Text provided
·····
Date2014-05-13 - 2014-05-17

Deadline2013-11-14

VenueSingapore , Singapore Singapore

Keywords

Websitehttps://www.ai4fm.org/ai4fm-2014

Topics/Call fo Papers

This workshop will bring together researchers from formal methods and AI; it will address the issue of how AI can be used to support the formal software development process, including modelling and proof. Previous AI4FM workshops have included a mix of industrial and academic participants and we anticipate attracting a similarly diverse audience.
Industrial use of formal methods is certainly increasing but, in order to make it more mainstream, the cost of applying formal methods, in terms of mathematical skill level and development time, must be reduced ? we believe that AI can help with these issues.
·····
Record extracts
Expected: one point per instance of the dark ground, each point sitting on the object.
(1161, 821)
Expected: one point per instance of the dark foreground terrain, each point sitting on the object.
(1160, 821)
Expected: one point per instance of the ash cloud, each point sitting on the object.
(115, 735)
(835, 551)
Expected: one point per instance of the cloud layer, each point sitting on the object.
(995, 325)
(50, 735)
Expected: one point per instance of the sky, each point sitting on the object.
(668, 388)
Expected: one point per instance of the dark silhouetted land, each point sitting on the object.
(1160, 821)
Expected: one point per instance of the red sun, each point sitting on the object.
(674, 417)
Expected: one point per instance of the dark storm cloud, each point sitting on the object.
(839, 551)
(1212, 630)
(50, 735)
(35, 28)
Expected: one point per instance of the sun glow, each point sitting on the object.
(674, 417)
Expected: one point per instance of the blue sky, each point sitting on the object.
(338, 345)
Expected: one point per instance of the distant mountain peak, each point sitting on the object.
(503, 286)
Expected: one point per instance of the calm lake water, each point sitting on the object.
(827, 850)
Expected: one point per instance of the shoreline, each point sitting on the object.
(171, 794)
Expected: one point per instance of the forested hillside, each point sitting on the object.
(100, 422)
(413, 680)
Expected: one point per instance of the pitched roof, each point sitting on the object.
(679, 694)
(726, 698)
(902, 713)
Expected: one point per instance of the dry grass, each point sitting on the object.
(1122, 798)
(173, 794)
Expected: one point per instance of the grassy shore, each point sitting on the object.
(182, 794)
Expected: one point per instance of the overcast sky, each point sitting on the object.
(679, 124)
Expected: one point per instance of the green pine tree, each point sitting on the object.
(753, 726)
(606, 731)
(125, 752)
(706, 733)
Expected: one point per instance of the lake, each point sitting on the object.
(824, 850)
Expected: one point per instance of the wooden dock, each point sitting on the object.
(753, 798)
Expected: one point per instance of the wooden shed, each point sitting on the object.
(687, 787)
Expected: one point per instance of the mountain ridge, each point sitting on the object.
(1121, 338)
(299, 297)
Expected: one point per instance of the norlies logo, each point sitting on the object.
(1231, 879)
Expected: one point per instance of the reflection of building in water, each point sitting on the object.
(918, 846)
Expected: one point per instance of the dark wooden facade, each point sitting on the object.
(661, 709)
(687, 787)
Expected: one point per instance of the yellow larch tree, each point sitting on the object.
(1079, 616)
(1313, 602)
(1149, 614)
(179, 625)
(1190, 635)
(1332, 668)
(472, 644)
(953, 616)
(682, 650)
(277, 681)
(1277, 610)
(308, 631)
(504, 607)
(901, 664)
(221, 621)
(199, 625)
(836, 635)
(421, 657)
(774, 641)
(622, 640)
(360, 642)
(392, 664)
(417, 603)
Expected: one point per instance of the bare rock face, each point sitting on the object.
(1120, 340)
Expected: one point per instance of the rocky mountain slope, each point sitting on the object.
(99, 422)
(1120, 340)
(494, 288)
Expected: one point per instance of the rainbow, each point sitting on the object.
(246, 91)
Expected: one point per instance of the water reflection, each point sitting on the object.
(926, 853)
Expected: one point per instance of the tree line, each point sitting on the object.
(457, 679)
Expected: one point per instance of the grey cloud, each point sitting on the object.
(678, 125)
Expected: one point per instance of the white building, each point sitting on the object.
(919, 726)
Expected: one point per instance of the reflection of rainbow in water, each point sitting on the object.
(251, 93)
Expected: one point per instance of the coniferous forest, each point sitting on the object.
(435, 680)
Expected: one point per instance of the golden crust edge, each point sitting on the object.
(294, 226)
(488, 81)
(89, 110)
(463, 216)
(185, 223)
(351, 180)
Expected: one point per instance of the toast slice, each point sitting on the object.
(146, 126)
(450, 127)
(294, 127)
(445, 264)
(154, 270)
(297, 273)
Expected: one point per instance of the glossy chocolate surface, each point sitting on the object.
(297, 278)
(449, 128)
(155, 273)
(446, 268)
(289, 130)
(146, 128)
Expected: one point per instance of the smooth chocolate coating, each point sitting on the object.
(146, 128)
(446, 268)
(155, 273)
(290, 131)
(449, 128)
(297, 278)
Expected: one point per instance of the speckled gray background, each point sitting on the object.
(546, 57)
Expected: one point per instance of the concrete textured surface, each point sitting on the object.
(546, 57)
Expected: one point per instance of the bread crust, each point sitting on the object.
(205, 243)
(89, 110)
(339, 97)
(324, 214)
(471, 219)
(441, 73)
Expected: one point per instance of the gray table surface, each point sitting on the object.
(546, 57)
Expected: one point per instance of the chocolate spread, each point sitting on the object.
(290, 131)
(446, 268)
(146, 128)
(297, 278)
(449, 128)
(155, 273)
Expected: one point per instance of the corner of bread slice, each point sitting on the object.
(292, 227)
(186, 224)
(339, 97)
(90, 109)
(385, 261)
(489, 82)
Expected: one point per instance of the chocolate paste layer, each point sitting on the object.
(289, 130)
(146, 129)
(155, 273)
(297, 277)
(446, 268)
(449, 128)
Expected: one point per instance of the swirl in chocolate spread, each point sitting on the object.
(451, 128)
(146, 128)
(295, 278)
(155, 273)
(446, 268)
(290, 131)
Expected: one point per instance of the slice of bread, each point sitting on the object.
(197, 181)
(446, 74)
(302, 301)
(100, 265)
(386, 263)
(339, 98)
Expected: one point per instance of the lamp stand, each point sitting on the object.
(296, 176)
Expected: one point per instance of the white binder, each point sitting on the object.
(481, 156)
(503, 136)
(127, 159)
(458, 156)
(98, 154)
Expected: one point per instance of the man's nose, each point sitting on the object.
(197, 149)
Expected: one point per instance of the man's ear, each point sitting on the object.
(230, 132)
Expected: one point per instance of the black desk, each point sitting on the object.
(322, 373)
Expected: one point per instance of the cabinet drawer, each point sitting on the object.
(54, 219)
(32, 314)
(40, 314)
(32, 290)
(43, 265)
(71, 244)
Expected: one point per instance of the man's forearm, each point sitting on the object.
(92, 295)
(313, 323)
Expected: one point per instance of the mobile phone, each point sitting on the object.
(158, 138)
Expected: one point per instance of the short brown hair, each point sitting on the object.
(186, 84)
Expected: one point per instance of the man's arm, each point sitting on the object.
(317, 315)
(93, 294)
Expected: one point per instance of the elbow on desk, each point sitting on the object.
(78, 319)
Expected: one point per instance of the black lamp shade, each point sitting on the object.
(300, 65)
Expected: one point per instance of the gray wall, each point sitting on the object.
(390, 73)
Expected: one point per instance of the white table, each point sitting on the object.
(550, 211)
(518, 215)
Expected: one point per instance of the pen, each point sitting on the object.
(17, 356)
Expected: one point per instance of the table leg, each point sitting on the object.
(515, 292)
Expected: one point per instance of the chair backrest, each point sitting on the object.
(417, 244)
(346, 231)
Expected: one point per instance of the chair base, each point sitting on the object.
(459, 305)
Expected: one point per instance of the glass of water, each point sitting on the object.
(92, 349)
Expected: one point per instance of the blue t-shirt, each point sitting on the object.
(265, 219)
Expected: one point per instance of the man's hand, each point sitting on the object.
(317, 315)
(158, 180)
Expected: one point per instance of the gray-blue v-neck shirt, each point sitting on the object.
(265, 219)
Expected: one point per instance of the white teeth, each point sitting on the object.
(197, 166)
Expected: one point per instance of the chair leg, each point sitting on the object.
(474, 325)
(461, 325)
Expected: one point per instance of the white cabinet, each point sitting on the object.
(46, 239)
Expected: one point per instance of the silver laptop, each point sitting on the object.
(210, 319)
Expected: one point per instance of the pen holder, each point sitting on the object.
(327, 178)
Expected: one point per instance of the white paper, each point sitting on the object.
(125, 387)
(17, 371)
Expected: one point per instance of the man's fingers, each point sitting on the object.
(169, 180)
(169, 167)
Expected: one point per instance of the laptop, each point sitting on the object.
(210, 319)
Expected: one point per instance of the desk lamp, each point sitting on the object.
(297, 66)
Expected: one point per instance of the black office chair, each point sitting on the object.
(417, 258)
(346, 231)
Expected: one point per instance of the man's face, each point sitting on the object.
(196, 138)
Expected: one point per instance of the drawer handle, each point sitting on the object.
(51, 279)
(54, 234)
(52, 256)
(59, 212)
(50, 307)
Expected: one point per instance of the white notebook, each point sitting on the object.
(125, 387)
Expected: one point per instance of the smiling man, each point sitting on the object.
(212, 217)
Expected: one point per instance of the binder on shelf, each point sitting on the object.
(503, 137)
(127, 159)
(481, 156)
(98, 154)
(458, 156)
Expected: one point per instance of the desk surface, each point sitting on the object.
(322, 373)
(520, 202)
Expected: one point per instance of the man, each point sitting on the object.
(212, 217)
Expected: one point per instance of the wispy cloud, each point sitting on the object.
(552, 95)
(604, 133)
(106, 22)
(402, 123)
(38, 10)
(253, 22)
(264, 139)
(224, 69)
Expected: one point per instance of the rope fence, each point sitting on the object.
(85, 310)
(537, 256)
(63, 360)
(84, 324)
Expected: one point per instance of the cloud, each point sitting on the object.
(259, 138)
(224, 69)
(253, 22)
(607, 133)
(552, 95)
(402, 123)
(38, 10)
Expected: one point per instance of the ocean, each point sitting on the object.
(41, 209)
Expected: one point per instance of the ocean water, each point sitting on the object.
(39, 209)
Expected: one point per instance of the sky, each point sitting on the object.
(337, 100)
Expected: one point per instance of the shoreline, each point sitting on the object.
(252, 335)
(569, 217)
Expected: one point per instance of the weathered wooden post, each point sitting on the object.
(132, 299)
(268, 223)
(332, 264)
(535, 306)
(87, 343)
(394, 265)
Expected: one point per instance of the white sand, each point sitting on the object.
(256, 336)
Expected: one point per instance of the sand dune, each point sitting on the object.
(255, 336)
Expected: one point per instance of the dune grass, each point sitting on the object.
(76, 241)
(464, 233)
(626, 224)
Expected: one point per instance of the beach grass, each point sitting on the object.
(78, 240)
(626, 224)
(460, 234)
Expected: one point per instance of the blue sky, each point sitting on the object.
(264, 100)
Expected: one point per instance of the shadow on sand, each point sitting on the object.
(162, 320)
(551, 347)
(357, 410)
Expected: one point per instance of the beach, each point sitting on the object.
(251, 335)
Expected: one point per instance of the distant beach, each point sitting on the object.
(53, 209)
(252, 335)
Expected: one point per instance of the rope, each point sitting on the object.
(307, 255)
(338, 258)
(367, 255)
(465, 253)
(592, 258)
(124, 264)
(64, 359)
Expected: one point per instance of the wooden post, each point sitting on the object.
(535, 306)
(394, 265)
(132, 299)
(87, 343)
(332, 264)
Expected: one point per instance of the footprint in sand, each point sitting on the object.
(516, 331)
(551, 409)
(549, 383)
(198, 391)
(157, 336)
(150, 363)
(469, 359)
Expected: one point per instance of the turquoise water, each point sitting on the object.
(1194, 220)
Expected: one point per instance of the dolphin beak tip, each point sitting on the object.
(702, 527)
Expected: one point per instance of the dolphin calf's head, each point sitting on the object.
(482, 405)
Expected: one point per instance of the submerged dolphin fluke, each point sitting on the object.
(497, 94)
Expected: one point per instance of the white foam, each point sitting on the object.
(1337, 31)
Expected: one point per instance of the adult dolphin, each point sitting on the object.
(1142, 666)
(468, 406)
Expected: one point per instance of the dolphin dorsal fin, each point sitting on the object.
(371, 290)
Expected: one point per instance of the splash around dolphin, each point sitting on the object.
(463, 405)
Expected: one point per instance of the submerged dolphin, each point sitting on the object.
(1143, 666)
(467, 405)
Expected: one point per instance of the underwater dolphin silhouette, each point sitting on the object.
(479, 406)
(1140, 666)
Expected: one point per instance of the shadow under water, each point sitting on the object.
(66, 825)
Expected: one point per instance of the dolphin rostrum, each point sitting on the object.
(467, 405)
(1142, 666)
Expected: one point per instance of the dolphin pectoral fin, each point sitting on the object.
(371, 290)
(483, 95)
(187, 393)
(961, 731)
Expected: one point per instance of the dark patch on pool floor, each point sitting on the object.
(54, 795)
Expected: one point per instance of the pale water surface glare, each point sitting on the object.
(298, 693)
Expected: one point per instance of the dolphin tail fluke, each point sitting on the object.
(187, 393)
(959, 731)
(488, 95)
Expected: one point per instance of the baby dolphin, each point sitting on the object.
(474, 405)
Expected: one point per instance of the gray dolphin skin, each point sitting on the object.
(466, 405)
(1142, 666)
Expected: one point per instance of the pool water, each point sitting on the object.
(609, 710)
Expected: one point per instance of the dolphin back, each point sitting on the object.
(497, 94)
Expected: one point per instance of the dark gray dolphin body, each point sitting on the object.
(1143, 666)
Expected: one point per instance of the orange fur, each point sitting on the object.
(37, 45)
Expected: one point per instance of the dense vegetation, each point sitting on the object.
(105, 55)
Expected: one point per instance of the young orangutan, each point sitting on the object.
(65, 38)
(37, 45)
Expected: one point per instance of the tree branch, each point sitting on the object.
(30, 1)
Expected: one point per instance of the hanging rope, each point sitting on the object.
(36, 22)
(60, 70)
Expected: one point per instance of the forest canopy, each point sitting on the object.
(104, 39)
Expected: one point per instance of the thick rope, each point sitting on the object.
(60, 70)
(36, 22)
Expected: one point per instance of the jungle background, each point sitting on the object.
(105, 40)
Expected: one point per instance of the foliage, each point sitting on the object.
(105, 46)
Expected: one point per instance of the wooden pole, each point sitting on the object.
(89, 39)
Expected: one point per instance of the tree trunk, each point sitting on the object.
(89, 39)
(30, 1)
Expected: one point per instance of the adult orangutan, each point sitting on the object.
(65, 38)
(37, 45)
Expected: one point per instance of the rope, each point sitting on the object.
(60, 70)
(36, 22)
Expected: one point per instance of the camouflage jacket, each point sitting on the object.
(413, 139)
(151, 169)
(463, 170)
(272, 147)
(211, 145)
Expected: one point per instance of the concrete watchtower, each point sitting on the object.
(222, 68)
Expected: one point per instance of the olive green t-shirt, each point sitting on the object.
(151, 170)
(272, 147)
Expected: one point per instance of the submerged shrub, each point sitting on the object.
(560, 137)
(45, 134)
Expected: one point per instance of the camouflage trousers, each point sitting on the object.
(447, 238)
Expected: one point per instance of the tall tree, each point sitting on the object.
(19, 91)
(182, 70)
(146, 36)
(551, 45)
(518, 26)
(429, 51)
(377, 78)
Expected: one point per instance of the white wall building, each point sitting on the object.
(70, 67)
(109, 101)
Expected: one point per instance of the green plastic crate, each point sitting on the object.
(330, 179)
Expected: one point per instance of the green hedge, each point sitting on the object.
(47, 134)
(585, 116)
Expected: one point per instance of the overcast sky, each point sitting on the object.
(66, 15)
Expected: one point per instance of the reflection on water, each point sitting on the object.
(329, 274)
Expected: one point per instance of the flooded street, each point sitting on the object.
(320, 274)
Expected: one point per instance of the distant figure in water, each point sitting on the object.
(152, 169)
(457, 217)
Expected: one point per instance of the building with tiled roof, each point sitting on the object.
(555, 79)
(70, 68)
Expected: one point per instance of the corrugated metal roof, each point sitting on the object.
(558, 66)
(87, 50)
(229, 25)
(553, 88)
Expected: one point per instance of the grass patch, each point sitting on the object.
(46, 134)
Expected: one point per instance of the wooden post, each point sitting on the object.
·····
Complete the following
(a) According to the workshop description, researchers from which two fields will the workshop bring together?
(b) Translate this sentence from the workshop description into Spanish: "Previous AI4FM workshops have included a mix of industrial and academic participants and we anticipate attracting a similarly diverse audience."
(c) Please reproduce everything in the workshop description from "This workshop will" down to "similarly diverse audience.".
The material comes from a source separate from the text.

Problem solutions
(a) Formal methods and AI.

(b) Los talleres AI4FM anteriores han contado con una mezcla de participantes industriales y académicos, y prevemos atraer a un público igualmente diverso.

(c)
This workshop will bring together researchers from formal methods and AI; it will address the issue of how AI can be used to support the formal software development process, including modelling and proof. Previous AI4FM workshops have included a mix of industrial and academic participants and we anticipate attracting a similarly diverse audience.